__Your objective__.
Please rewrite the items below, replacing "row-crop scouting" with "field scouting" and leaving everything else unchanged.

(Pointing dataset excerpts)
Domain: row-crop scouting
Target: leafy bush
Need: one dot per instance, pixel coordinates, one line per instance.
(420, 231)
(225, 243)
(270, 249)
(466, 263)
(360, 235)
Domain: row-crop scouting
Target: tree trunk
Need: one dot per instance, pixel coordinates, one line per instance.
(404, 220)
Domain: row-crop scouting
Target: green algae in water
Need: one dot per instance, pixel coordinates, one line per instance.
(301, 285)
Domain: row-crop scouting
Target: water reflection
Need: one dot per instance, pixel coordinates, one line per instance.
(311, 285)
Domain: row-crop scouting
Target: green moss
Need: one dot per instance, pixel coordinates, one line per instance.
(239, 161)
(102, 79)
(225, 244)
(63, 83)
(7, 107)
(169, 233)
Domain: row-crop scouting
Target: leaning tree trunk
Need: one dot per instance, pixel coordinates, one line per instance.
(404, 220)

__Task result__.
Domain: field scouting
Target: leafy bush
Need: one dot per instance, pixel coordinates, one line per instance.
(420, 231)
(225, 243)
(270, 249)
(466, 263)
(360, 235)
Domain: field scouting
Target: tree trunk
Need: one dot per instance, pixel coordinates, one line per instance.
(404, 220)
Domain: field scouting
Target: green algae in water
Need: one dot per instance, pixel coordinates, one line per instance.
(301, 285)
Domain: field scouting
Target: water reflection
Need: one dot per instance, pixel coordinates, one line per instance.
(311, 285)
Domain: field scouting
Target: green moss
Need: one dot per instance, pixel coordinates, one line per instance.
(239, 161)
(102, 79)
(225, 244)
(63, 83)
(7, 107)
(169, 233)
Domain: field scouting
Target: leaning tree trunk
Need: one dot per instance, pixel coordinates, one line per instance.
(404, 220)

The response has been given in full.